**Your goal:**
Please check the passage below on infection prevention in the NHS: who is named as the new National Infection Lead?

**Document passage:**

◆ ◆ ◆ ◆ ◆ ◆ ◆

Infection Prevention in the NHS

 

 

Infection Prevention in the NHS

 

 

 


Seven years ago, the increasing risk of MRSA and other infections in hospitals gained national attention. Since then, the government and medical professionals have embarked on a new programme of infection control.

 

Since 2010, the number of MRSA cases have been reduced by 57%, C. defficile has been reduced by 45%. These infection rates have been cut by improving hygiene and improved patient care in both hospitals and surgeries. A key factor is the new push for both staff and patients to regularly wash their hands.

Health Secretary Jeremy Hunt said:

"The NHS can rightly be proud that in the last 6 years we’ve reduced the number of MRSA cases by 57% and C. difficile by 45%. These aren’t abstract numbers – they show that we have prevented the needless suffering – sometimes fatal suffering – of over 60,000 people in that period. Because every avoidable infection also has a financial cost, we know that progress has also saved the NHS over half a billion pounds"

While the past 7 years has seen success, it is of course important to continue the fight against infections in hospitals. Looking forward, the continued plan contains six key elements:

  • An increase in funding for hospitals making the most progress in reducing infection rates
  • CQC inspections focusing on infection prevention based on E.coli rates in hospitals and in the community.
  • Introduction of hygiene indicators for the first time
  • Hosptial's E.coli rates will be displayed on wards. MRSA and C. difficile are already currently shown.
  • A new push to train and share information.
  • The appointment of Dr Ruth May, the new National Infection Lead

Although the total cost of implementing these programmes and standards is uncertain, the impact on the healthcare system is bound to be great. Although MRSA incidents have fallen, MSSA cases are rising and highlight the ongoing battle the NHS faces to combat the spread of dangerous infections.

◆ ◆ ◆ ◆ ◆ ◆ ◆

Annotated photo localization listing
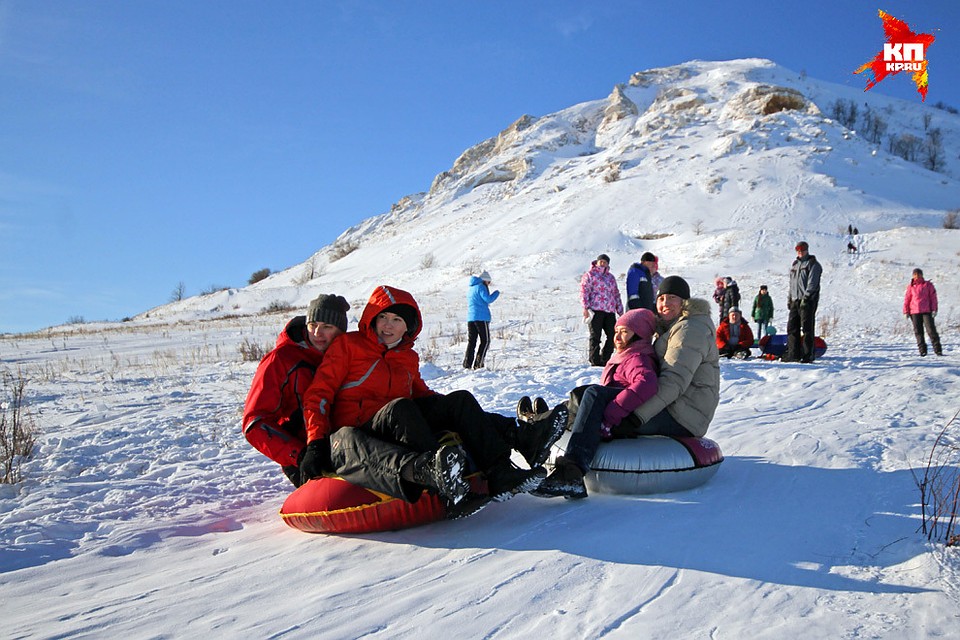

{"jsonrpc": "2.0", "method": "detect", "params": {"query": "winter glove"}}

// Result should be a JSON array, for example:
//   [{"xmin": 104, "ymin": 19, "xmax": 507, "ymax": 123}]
[
  {"xmin": 300, "ymin": 438, "xmax": 333, "ymax": 484},
  {"xmin": 283, "ymin": 464, "xmax": 303, "ymax": 489},
  {"xmin": 600, "ymin": 422, "xmax": 613, "ymax": 442}
]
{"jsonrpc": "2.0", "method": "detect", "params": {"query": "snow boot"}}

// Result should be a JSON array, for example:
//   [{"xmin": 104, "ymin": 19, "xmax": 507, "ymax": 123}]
[
  {"xmin": 533, "ymin": 397, "xmax": 550, "ymax": 414},
  {"xmin": 515, "ymin": 402, "xmax": 569, "ymax": 467},
  {"xmin": 530, "ymin": 456, "xmax": 587, "ymax": 500},
  {"xmin": 487, "ymin": 458, "xmax": 547, "ymax": 502},
  {"xmin": 517, "ymin": 396, "xmax": 536, "ymax": 422},
  {"xmin": 413, "ymin": 446, "xmax": 470, "ymax": 504}
]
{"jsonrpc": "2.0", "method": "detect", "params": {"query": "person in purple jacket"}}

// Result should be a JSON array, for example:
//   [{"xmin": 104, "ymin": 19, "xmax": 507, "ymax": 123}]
[
  {"xmin": 903, "ymin": 268, "xmax": 943, "ymax": 356},
  {"xmin": 532, "ymin": 309, "xmax": 658, "ymax": 499},
  {"xmin": 580, "ymin": 253, "xmax": 623, "ymax": 367}
]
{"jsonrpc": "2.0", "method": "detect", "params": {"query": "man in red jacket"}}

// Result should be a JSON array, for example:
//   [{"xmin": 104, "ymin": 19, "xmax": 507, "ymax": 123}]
[
  {"xmin": 903, "ymin": 269, "xmax": 943, "ymax": 356},
  {"xmin": 243, "ymin": 294, "xmax": 350, "ymax": 487},
  {"xmin": 300, "ymin": 286, "xmax": 567, "ymax": 504}
]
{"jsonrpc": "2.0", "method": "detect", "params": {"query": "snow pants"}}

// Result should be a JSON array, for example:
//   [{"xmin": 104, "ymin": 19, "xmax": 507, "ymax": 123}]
[
  {"xmin": 910, "ymin": 313, "xmax": 943, "ymax": 356},
  {"xmin": 784, "ymin": 296, "xmax": 820, "ymax": 362},
  {"xmin": 463, "ymin": 320, "xmax": 490, "ymax": 369},
  {"xmin": 330, "ymin": 391, "xmax": 517, "ymax": 502}
]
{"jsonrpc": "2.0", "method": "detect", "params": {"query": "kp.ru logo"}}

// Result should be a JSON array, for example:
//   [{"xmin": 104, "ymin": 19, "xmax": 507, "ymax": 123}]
[{"xmin": 854, "ymin": 11, "xmax": 934, "ymax": 101}]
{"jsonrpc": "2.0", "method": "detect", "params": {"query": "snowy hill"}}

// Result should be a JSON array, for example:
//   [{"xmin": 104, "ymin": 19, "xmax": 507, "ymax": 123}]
[
  {"xmin": 0, "ymin": 60, "xmax": 960, "ymax": 638},
  {"xmin": 137, "ymin": 60, "xmax": 960, "ymax": 340}
]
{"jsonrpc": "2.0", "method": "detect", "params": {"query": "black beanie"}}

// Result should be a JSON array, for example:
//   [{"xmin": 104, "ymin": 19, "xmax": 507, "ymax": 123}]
[
  {"xmin": 657, "ymin": 276, "xmax": 690, "ymax": 300},
  {"xmin": 307, "ymin": 293, "xmax": 350, "ymax": 331},
  {"xmin": 380, "ymin": 303, "xmax": 417, "ymax": 335}
]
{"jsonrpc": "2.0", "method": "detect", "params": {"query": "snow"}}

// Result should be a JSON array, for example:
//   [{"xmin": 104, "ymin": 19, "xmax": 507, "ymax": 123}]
[{"xmin": 0, "ymin": 60, "xmax": 960, "ymax": 638}]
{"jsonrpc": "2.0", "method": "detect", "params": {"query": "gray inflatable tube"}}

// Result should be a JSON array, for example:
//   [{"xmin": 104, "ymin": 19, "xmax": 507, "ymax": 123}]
[{"xmin": 550, "ymin": 432, "xmax": 723, "ymax": 494}]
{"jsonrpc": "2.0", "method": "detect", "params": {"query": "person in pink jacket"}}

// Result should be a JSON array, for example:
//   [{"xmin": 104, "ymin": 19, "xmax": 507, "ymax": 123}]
[
  {"xmin": 580, "ymin": 253, "xmax": 623, "ymax": 367},
  {"xmin": 531, "ymin": 309, "xmax": 659, "ymax": 499},
  {"xmin": 903, "ymin": 268, "xmax": 943, "ymax": 356}
]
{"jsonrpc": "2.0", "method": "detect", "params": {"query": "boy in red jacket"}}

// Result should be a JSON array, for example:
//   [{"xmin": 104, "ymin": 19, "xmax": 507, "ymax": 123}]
[
  {"xmin": 300, "ymin": 286, "xmax": 566, "ymax": 504},
  {"xmin": 243, "ymin": 294, "xmax": 350, "ymax": 487}
]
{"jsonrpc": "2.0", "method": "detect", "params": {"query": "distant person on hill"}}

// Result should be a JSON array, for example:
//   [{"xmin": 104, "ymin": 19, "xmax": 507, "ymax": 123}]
[
  {"xmin": 780, "ymin": 240, "xmax": 823, "ymax": 362},
  {"xmin": 463, "ymin": 271, "xmax": 500, "ymax": 369},
  {"xmin": 300, "ymin": 286, "xmax": 567, "ymax": 506},
  {"xmin": 621, "ymin": 276, "xmax": 720, "ymax": 437},
  {"xmin": 532, "ymin": 309, "xmax": 657, "ymax": 498},
  {"xmin": 713, "ymin": 277, "xmax": 726, "ymax": 322},
  {"xmin": 580, "ymin": 253, "xmax": 623, "ymax": 367},
  {"xmin": 717, "ymin": 307, "xmax": 753, "ymax": 360},
  {"xmin": 719, "ymin": 277, "xmax": 740, "ymax": 322},
  {"xmin": 627, "ymin": 251, "xmax": 657, "ymax": 311},
  {"xmin": 243, "ymin": 294, "xmax": 350, "ymax": 487},
  {"xmin": 650, "ymin": 256, "xmax": 663, "ymax": 296},
  {"xmin": 903, "ymin": 267, "xmax": 943, "ymax": 356},
  {"xmin": 750, "ymin": 284, "xmax": 773, "ymax": 340}
]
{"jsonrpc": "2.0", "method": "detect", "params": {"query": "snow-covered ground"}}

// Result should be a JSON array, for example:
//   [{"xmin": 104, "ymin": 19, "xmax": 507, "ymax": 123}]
[{"xmin": 0, "ymin": 61, "xmax": 960, "ymax": 638}]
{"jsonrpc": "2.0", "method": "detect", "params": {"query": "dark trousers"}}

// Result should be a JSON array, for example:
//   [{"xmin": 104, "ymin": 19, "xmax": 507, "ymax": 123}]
[
  {"xmin": 589, "ymin": 311, "xmax": 617, "ymax": 367},
  {"xmin": 463, "ymin": 320, "xmax": 490, "ymax": 369},
  {"xmin": 910, "ymin": 313, "xmax": 943, "ymax": 356},
  {"xmin": 567, "ymin": 385, "xmax": 694, "ymax": 450},
  {"xmin": 563, "ymin": 384, "xmax": 622, "ymax": 472},
  {"xmin": 786, "ymin": 297, "xmax": 819, "ymax": 362},
  {"xmin": 330, "ymin": 391, "xmax": 517, "ymax": 502}
]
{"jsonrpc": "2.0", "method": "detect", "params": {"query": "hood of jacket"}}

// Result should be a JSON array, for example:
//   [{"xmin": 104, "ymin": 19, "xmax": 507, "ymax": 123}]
[{"xmin": 357, "ymin": 284, "xmax": 423, "ymax": 342}]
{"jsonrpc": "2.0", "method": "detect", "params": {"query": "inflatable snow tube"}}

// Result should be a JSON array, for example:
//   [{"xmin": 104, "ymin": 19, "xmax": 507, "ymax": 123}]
[
  {"xmin": 759, "ymin": 333, "xmax": 827, "ymax": 358},
  {"xmin": 280, "ymin": 478, "xmax": 446, "ymax": 533},
  {"xmin": 551, "ymin": 432, "xmax": 723, "ymax": 494}
]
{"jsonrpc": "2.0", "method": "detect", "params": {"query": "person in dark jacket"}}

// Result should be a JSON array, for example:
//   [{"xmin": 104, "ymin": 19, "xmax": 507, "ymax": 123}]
[
  {"xmin": 718, "ymin": 277, "xmax": 740, "ymax": 322},
  {"xmin": 780, "ymin": 241, "xmax": 823, "ymax": 362},
  {"xmin": 903, "ymin": 268, "xmax": 943, "ymax": 356},
  {"xmin": 750, "ymin": 284, "xmax": 773, "ymax": 340},
  {"xmin": 717, "ymin": 307, "xmax": 753, "ymax": 359},
  {"xmin": 463, "ymin": 271, "xmax": 500, "ymax": 369},
  {"xmin": 242, "ymin": 294, "xmax": 350, "ymax": 487},
  {"xmin": 627, "ymin": 251, "xmax": 657, "ymax": 312}
]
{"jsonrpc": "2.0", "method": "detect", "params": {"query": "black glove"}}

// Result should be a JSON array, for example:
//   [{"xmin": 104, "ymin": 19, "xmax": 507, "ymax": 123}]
[
  {"xmin": 283, "ymin": 464, "xmax": 303, "ymax": 489},
  {"xmin": 300, "ymin": 438, "xmax": 333, "ymax": 484}
]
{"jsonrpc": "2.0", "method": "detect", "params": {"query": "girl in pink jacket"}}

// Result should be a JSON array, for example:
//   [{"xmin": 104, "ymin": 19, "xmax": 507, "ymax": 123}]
[
  {"xmin": 531, "ymin": 309, "xmax": 658, "ymax": 498},
  {"xmin": 903, "ymin": 269, "xmax": 943, "ymax": 356}
]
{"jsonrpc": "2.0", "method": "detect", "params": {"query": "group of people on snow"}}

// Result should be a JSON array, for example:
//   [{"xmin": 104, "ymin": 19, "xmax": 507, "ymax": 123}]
[
  {"xmin": 243, "ymin": 235, "xmax": 942, "ymax": 510},
  {"xmin": 243, "ymin": 264, "xmax": 720, "ymax": 504}
]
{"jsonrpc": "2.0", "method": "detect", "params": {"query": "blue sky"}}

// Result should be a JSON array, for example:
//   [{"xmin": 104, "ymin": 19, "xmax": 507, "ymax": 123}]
[{"xmin": 0, "ymin": 0, "xmax": 960, "ymax": 333}]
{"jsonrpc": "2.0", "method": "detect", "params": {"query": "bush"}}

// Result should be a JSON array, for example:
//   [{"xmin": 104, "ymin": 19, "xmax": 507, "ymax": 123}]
[
  {"xmin": 237, "ymin": 338, "xmax": 269, "ymax": 362},
  {"xmin": 263, "ymin": 300, "xmax": 294, "ymax": 313},
  {"xmin": 914, "ymin": 413, "xmax": 960, "ymax": 547},
  {"xmin": 247, "ymin": 267, "xmax": 271, "ymax": 284},
  {"xmin": 330, "ymin": 240, "xmax": 360, "ymax": 262},
  {"xmin": 0, "ymin": 372, "xmax": 38, "ymax": 484},
  {"xmin": 943, "ymin": 209, "xmax": 960, "ymax": 229}
]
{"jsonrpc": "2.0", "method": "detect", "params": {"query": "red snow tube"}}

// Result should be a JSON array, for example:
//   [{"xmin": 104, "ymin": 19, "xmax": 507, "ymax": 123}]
[
  {"xmin": 280, "ymin": 478, "xmax": 446, "ymax": 533},
  {"xmin": 280, "ymin": 474, "xmax": 487, "ymax": 533}
]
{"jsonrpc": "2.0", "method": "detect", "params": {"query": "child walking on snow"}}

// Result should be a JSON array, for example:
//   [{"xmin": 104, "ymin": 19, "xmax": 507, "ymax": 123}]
[{"xmin": 532, "ymin": 309, "xmax": 657, "ymax": 498}]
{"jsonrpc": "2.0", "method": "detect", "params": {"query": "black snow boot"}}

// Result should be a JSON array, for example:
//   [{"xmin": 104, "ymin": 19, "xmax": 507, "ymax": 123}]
[
  {"xmin": 487, "ymin": 458, "xmax": 547, "ymax": 502},
  {"xmin": 517, "ymin": 396, "xmax": 536, "ymax": 422},
  {"xmin": 515, "ymin": 398, "xmax": 569, "ymax": 467},
  {"xmin": 530, "ymin": 456, "xmax": 587, "ymax": 500},
  {"xmin": 413, "ymin": 446, "xmax": 470, "ymax": 504}
]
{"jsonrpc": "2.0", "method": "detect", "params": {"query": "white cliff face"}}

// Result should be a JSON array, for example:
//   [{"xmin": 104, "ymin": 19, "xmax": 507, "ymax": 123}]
[{"xmin": 135, "ymin": 60, "xmax": 960, "ymax": 336}]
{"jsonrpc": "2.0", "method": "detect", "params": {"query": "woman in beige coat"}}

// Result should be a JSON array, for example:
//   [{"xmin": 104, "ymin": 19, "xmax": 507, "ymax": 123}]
[{"xmin": 630, "ymin": 276, "xmax": 720, "ymax": 437}]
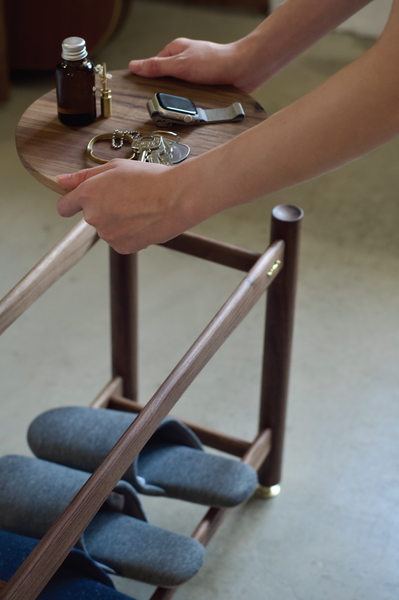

◆ ◆ ◆ ◆ ◆ ◆ ◆

**Exercise output:**
Dr Ruth May